▶ EXTRAIT DU DOCUMENT:
━━━━━━━━

Le marché anglais est-il devenu fou ?

Le marché des transferts devient chaque année de plus en plus étonnant. Le mercato d’été 2019 ne déroge pas à la règle, entre transferts farfelues, indemnités hallucinantes et rumeurs foireuses. Naturellement, Passe D se pose beaucoup de questions durant cette période et a décidé de vous faire partager tout ça. Le sujet qui nous intéresse, en ce mardi 6 août, est le suivant : le marché anglais est-il devenu fou ?



Lumière sur l’arrivée délirante d’Harry Maguire pour 93M à Man Utd



L’inflation du prix des joueurs touche les plus grandes ligues du monde, et il faut dorénavant avoir un portefeuille bien garni pour acheter même le plus obscur des joueurs – 15M pour 50% des droits de Kostas Mitroglou, par exemple.

━━━━━━━━

▶ À FAIRE:
A. Répondez aux questions suivantes d'après l'article sur le marché des transferts :
(i) Quel jour de la semaine et quelle date l'article indique-t-il ?
(ii) Pour quel montant Harry Maguire arrive-t-il à Man Utd ?
(iii) Quelle somme est citée pour 50 % des droits de Kostas Mitroglou ?
B. Selon l'article sur le marché des transferts, pourquoi faut-il désormais un portefeuille bien garni, même pour acheter le plus obscur des joueurs ? Répondez en une à trois phrases.
C. Recopiez à l'identique le passage de l'article sur le marché des transferts qui s'ouvre sur les mots « L’inflation du prix » et se ferme sur « Mitroglou, par exemple. ».

━━━━━━━━

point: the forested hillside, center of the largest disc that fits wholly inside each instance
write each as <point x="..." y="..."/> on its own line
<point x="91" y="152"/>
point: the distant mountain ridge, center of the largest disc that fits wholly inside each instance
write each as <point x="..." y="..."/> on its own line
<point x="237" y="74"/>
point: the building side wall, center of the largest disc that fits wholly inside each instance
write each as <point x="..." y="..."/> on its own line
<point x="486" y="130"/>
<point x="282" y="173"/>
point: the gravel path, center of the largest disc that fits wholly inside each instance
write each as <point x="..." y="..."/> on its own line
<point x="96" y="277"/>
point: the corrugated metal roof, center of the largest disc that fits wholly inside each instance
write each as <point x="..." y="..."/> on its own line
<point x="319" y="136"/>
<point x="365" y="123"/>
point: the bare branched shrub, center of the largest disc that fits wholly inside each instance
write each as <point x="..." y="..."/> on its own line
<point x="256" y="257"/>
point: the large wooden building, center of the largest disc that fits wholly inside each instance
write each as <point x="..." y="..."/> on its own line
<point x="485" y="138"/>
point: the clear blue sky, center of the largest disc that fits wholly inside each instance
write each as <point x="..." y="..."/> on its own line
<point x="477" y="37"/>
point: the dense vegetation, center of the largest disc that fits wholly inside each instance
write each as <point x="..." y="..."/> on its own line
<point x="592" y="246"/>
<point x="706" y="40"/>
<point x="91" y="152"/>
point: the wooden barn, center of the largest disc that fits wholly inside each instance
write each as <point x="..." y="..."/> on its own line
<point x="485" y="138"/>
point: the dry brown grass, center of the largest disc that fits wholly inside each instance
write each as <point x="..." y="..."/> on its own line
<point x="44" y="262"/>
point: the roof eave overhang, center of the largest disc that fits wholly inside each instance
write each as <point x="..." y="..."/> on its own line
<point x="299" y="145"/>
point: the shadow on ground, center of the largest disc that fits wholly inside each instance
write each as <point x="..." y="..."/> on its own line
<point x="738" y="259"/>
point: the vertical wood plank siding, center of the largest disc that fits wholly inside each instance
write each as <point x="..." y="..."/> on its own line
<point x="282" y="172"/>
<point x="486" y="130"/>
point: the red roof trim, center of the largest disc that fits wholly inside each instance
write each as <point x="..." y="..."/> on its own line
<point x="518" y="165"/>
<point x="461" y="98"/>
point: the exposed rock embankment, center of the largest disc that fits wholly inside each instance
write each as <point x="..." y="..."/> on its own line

━━━━━━━━

▶ RÉSULTATS FINAUX:
A.
(i) Le mardi 6 août.
(ii) Pour 93M.
(iii) 15M.

B. L'inflation du prix des joueurs touche les plus grandes ligues du monde. Il faut donc dorénavant beaucoup d'argent, même pour un joueur obscur.

C.
L’inflation du prix des joueurs touche les plus grandes ligues du monde, et il faut dorénavant avoir un portefeuille bien garni pour acheter même le plus obscur des joueurs – 15M pour 50% des droits de Kostas Mitroglou, par exemple.